■ **PROMPT A**: Please print the part of the article on Iraq's Sunnis and the draft constitution starting with "Despite efforts by" and going on through "stable, democratic Iraq?".
■ **PROMPT B**: Continue the article on Iraq's Sunnis and the draft constitution, picking up right after its last sentence.

■ **TEXT BLOCK**:
________________

Despite efforts by Shiites, Kurds and U.S. officials to find a way for Iraq's Sunni Muslims to support the draft constitution, it seems less and less likely that a deal will be struck, which raises the question: Is there any road forward that leads to a stable, democratic Iraq?
The answer is yes. But it's not an easy path. Nor is it one that most commentators and diplomats seem to understand, let alone advocate. The reality is that a stable, democratic Iraq, with large-scale Sunni participation, is unlikely until the insurgency in Iraq is widely seen by the Sunnis themselves as not succeeding.
Of course, the Sunni Arabs of Iraq are not a monolith. Many of them want a new political order for their country, and many undoubtedly will participate in the coming referendum to vote the proposed constitution up or down. Indeed, there are even reports out of western Iraq that Sunnis are now fighting Abu Musab Zarqawi's fighters.
Nevertheless, to the mind of probably a majority of their leaders, the Sunnis face two fundamental choices, neither pleasant. They can accept the new constitution, in which, as a minority, they lose their long-held dominance over Iraq. Or they can continue to reject the constitution and hope that a prolonged insurgency will somehow bring them back to power. With jihadists willing to kill themselves in terrorist attacks and a ready supply of young, unemployed Iraqis willing to bury explosives and launch rocket attacks for a few dinar, the average member of the Sunni elite, even if not an active participant in the insurgency, could well believe that the resulting chaos and even occasional death of a neighbor or a member of his extended family is a price worth paying for a return to Sunni ascendancy.
In fact, too many Sunnis believe the insurgency and the threat of a prolonged insurgency are their hole cards to play. Irrespective of the fact that their demands cannot be met without losing, in turn, Iraq's critical majority -- the Shiites -- Sunni leaders still live in a world that is about past prominence and future expectations. And until a new reality is forced upon them, they are not likely to move from their current opposition to the constitution.

________________

(Saved entries)
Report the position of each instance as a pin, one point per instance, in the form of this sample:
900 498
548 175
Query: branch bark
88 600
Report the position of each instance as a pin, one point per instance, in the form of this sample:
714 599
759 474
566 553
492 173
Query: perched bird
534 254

________________

■ **EXERCISE ANSWER A**:
Despite efforts by Shiites, Kurds and U.S. officials to find a way for Iraq's Sunni Muslims to support the draft constitution, it seems less and less likely that a deal will be struck, which raises the question: Is there any road forward that leads to a stable, democratic Iraq?

■ **EXERCISE ANSWER B**:
The proposed constitution ought to be reasonably attractive in many respects. The Sunni Arabs are a decided minority in Iraq, certainly no more than a quarter of the population. And the federalist features of the draft document may well be a better guardian of their rights than a unitary state in which majority rule would probably leave them routinely short of the voting strength necessary to have an effective say in their own governance. In addition, the new constitution provides for a distribution of oil revenue along per capita lines, preventing either the Kurdish north or Shiite south from hoarding the country's wealth. By any realistic metric for the Muslim Middle East, the constitution put forward by Iraq's constitutional drafters is about as good as it gets, and far better for the country's minorities than the Sunnis should have expected, given the ruthlessness of their own rule over the past several decades.
But whatever the constitution's merits, that is not how the majority of Sunni leaders sees things today. And only when they see that the insurgency stands no chance of succeeding and, equally important, they personally are not in danger of losing life and limb if they publicly support the new political order, will they come around to accepting a federal, democratic Iraq.
Contrary to most commentary, then, the key to succeeding in Iraq is no longer putting in place a grand political bargain in which Iraqis of all sectarian stripes live happily ever after. In fact, by suggesting that this is the goal, we probably have fueled the Sunnis' own misperception of their future status in Iraq and hardened their own position.
The goal, of course, is to create a political order by which Iraq is made relatively stable and the normal democratic politics of give-and-take are made possible. But that will be a decidedly uphill struggle until the prospect of a successful insurgency is taken off the table and the Sunni Arabs come to the understanding that the new constitution is, in practice, a pretty good deal after all.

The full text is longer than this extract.